# Source document

Marty Steadman was also a Kennedy Democrat, and his one and only run for public office came in 1966 when he ran for Congress and lost, in a heavily Republican district in Nassau County.  The man who persuaded Steadman to run—two years after RFK was elected US Senator from NY State—was, Jack English, the local  & national Democratic leader who helped JFK get elected President in 1960.

Twenty years later, when Mario Cuomo was up for re-election as Governor of New York, and Jack English was one year away of dying from cancer, Steadman arranged for English to meet with Cuomo in the Governor’s Two World Trade Center Office, on the 57th Floor.   Marty asked me to sit in on the meeting, tape record and take notes of their conversation.   

Cuomo and English had previously worked together on Jimmy Carter’s re-election campaign for President in 1980, with English serving as the National Director of the Carter Campaign, and Cuomo heading the effort in NY State. Mario Cuomo and Jack English were friends and former colleagues, both having practiced as lawyers and clerked for judges in New York.  They were “progressive pragmatists,” sharing beliefs in many of the same causes, and a similar approach to politics.

# Data extracted from a collection

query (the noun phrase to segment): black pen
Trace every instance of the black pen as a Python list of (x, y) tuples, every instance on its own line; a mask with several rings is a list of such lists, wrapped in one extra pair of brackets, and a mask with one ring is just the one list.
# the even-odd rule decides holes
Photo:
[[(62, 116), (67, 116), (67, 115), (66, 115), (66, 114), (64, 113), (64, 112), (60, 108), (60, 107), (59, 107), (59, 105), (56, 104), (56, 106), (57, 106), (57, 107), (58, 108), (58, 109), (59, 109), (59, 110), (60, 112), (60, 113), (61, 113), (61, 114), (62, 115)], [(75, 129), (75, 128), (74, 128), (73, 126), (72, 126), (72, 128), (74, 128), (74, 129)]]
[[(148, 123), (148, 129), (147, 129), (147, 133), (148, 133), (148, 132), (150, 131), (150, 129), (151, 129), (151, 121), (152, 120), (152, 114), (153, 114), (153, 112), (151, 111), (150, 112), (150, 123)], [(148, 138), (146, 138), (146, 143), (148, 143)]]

# Questions on the material
A. Summarize the passage about Marty Steadman in two sentences.
B. Please write out everything in the passage about Marty Steadman from "Twenty years later, when" down to "of their conversation.".

# Answers given
A. Marty Steadman, a Kennedy Democrat, ran for public office only once, losing a 1966 race for Congress in a heavily Republican Nassau County district after Democratic leader Jack English persuaded him to run. Twenty years later, Steadman arranged for English to meet Governor Mario Cuomo, a friend and former colleague who had worked with English on Jimmy Carter's 1980 re-election campaign.

B.
Twenty years later, when Mario Cuomo was up for re-election as Governor of New York, and Jack English was one year away of dying from cancer, Steadman arranged for English to meet with Cuomo in the Governor’s Two World Trade Center Office, on the 57th Floor.   Marty asked me to sit in on the meeting, tape record and take notes of their conversation.